→ **Exercise**
Search the records for the string "golden". Copy each line where it occurs.

→ **Provided material**
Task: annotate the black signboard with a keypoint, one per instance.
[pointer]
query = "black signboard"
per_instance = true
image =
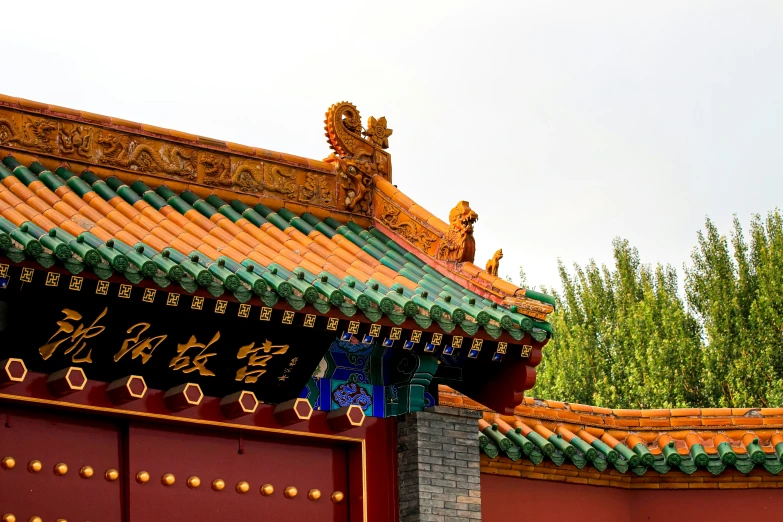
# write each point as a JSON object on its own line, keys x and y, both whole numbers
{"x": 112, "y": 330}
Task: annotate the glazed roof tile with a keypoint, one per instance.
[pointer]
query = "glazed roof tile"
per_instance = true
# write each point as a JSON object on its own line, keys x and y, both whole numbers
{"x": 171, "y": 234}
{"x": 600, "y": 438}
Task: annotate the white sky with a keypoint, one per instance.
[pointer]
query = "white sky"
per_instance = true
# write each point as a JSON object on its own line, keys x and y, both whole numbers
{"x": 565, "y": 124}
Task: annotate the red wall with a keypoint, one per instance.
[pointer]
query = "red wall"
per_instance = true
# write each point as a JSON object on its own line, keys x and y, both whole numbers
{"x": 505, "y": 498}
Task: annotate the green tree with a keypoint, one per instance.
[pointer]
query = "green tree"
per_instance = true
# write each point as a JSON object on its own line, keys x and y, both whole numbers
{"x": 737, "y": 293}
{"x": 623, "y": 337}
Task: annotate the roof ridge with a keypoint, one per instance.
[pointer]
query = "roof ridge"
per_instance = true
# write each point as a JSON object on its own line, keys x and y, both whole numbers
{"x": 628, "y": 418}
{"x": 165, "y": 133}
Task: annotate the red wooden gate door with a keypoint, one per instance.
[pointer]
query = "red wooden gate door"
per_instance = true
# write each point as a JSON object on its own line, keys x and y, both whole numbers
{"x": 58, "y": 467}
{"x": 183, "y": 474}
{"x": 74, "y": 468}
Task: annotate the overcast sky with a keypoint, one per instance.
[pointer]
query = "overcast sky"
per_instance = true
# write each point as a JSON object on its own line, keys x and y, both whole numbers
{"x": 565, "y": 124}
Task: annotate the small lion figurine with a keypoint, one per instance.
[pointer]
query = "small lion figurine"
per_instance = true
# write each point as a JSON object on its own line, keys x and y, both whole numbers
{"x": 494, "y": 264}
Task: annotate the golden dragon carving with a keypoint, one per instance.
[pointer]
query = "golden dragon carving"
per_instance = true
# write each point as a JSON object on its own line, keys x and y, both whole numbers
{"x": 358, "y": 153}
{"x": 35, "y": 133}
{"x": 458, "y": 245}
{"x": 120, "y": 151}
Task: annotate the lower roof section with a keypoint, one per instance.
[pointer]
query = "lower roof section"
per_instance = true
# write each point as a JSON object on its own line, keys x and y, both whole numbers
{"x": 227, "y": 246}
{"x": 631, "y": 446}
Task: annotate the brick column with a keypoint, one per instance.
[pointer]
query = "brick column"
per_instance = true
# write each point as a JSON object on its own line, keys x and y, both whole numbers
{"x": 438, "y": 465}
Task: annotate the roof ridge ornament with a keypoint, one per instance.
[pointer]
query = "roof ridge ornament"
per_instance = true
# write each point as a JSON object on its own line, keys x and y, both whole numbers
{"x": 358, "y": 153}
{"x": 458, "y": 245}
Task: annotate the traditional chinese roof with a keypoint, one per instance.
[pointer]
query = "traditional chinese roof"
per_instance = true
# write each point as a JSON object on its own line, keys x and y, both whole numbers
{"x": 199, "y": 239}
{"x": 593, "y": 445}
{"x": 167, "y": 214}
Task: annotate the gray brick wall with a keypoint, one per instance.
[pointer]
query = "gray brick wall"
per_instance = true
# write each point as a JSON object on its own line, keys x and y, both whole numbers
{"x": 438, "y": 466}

→ **Reply to the task**
Task: annotate the golden dragon carving with a keypoint, one per instance.
query = "golden dragon carving"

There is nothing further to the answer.